:: Aim A ::
Find each line in the records that contains the word "black" and copy those lines. Case counts.

:: Reading passage ::
=======
When people hear the word “coach”, they often think o f sports, business strategy, or leadership development. But more and more, the conversation circles back to health and wellbeing. After all, if we’re not looking after our minds and bodies, how can we truly thrive in any area of life?


I listened to a Health & Wellbeing Conversation hosted by the Association for Coaching recently, with Anthony Eldridge-Rogers, who posed an interesting question: “Are we all Health Coaches Now?”


Should all coaches, regardless of their niche, also be health and wellbeing coaches?


I outline below my thoughts on the case for and against and offer a middle ground.


The Case For Wellbeing in Every Coaching Practice


Wellbeing is the foundation of success.

Whether your client is trying to grow a business, achieve career goals, or improve relationships, their energy, resilience, and emotional balance will shape the outcome. Supporting clients in these areas, even lightly, creates deeper, more sustainable results.

The mind-body connection can’t be ignored.

Stress, burnout, and lifestyle habits affect performance in every domain. A business coach who ignores a client’s stress levels may help them achieve short-term results, but long-term success requires a focus on wellbeing.
=======
(Location identification items)
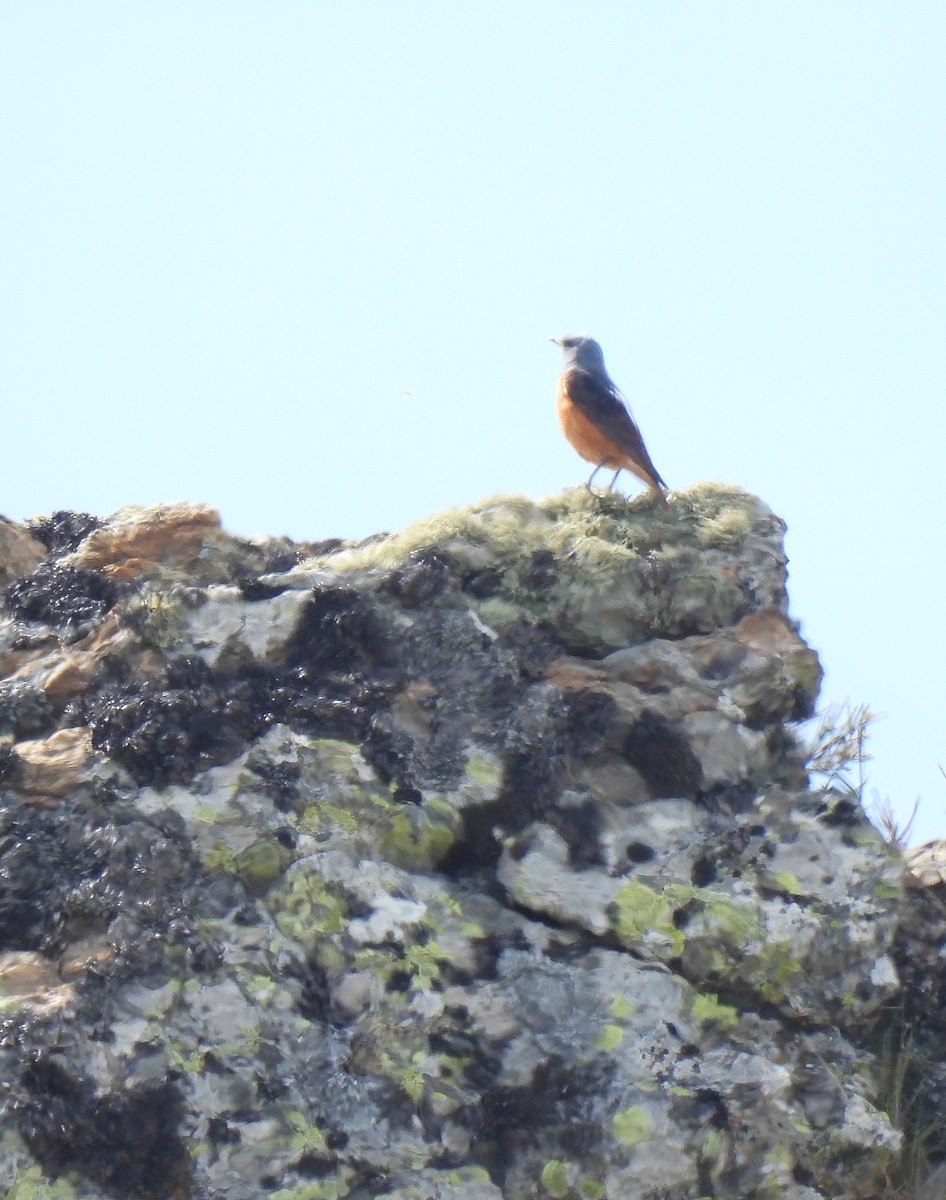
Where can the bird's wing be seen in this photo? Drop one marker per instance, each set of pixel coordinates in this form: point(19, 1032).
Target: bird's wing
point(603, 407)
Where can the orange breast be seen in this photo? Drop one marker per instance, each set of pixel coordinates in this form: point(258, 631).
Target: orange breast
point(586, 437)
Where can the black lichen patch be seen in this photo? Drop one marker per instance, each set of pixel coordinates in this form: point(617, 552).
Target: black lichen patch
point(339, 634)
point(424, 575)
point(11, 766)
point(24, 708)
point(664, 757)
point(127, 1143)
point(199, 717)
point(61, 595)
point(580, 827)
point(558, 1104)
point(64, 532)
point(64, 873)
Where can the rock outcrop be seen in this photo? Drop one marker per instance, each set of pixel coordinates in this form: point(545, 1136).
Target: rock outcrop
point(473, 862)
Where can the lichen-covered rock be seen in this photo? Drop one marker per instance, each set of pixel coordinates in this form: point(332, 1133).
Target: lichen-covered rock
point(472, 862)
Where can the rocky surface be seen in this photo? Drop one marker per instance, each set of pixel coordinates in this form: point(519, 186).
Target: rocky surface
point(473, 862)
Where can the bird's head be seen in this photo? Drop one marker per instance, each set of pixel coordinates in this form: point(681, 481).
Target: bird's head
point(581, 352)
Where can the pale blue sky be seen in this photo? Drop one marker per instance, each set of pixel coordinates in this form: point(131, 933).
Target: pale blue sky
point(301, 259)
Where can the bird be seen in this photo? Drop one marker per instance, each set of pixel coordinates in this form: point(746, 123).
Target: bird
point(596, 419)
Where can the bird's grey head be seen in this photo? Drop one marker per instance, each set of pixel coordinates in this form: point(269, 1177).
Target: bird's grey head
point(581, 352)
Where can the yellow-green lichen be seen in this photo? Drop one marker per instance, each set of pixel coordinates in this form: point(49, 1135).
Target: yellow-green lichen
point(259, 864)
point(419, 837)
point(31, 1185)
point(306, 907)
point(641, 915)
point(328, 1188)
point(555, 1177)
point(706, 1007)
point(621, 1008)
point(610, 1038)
=======
:: Aim B ::
In the passage on coaching and wellbeing, who posed the question "Are we all Health Coaches Now?"

:: Expected output A ::
Where can the black lichen patch be seen in this photo? Drop one marker per instance, each set of pixel coordinates in this form: point(617, 552).
Target: black lichen patch

:: Expected output B ::
Anthony Eldridge-Rogers